> _SHORT EXERCISE_:
Filter the items below and copy each line that contains the string "foam".

[BEGIN DATA SHOWN]

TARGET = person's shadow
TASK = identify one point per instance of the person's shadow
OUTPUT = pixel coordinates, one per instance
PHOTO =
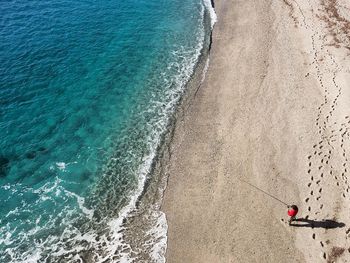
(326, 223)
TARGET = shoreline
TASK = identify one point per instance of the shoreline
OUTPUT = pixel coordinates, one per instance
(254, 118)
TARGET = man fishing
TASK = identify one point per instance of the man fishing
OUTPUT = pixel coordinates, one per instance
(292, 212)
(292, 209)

[END DATA SHOWN]
[BEGIN DATA SHOWN]

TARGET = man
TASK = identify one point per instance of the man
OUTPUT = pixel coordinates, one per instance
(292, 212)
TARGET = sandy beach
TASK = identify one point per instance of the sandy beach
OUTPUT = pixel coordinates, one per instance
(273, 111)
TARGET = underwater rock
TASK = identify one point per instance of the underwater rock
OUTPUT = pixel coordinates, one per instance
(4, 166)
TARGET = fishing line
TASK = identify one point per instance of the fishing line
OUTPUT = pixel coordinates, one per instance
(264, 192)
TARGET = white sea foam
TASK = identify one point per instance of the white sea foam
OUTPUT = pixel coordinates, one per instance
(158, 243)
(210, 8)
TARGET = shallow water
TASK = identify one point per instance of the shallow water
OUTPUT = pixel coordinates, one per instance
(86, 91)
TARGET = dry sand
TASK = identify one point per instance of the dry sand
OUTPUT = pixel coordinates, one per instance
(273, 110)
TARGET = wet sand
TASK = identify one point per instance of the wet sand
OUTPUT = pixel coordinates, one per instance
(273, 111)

[END DATA SHOWN]
[BEGIN DATA SHOWN]

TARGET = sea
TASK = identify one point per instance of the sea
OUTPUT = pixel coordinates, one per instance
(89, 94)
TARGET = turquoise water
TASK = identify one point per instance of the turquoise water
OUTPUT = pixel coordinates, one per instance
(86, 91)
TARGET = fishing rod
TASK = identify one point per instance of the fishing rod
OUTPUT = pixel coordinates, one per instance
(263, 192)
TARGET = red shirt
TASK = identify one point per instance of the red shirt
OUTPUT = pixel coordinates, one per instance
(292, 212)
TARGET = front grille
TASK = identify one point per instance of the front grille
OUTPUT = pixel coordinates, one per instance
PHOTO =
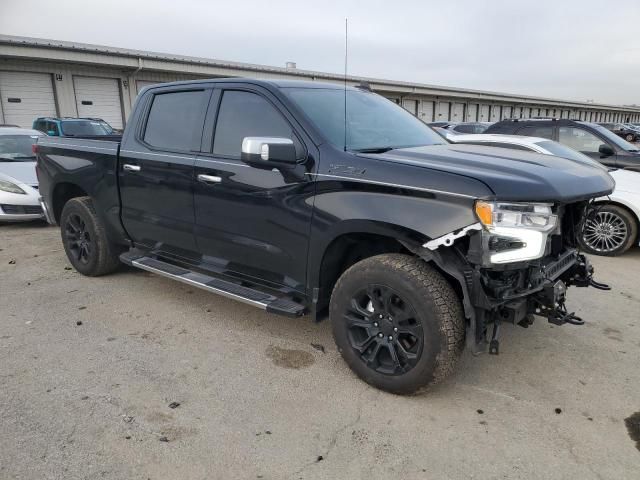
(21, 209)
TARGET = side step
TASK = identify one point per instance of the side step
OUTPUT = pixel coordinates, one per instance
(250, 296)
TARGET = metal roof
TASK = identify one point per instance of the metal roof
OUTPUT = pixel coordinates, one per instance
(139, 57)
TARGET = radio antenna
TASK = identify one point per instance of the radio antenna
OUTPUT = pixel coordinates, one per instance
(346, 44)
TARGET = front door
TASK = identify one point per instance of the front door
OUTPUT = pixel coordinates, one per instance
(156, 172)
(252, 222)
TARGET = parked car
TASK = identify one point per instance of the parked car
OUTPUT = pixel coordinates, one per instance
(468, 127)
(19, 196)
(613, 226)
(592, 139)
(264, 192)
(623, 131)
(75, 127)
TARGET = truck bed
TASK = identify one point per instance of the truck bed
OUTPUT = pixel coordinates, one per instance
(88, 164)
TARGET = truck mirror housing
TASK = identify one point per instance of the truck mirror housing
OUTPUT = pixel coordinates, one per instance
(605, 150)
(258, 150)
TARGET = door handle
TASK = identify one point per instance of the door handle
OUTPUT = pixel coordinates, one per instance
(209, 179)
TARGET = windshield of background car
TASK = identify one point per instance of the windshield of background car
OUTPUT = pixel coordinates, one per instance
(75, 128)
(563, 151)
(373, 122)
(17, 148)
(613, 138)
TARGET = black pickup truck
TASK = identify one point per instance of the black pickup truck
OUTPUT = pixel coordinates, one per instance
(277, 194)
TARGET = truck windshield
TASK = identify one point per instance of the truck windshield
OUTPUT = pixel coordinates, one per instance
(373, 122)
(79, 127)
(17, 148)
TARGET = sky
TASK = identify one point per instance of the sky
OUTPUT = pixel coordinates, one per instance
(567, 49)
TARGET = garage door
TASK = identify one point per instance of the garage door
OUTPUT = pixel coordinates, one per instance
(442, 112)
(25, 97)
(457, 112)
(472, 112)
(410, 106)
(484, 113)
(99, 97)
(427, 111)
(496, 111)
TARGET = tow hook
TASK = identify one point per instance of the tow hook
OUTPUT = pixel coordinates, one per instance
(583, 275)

[END DATA SHOWN]

> _SOLUTION TO THIS TASK_:
TARGET = white sea foam
TASK = identify one point per instance of the white sea foam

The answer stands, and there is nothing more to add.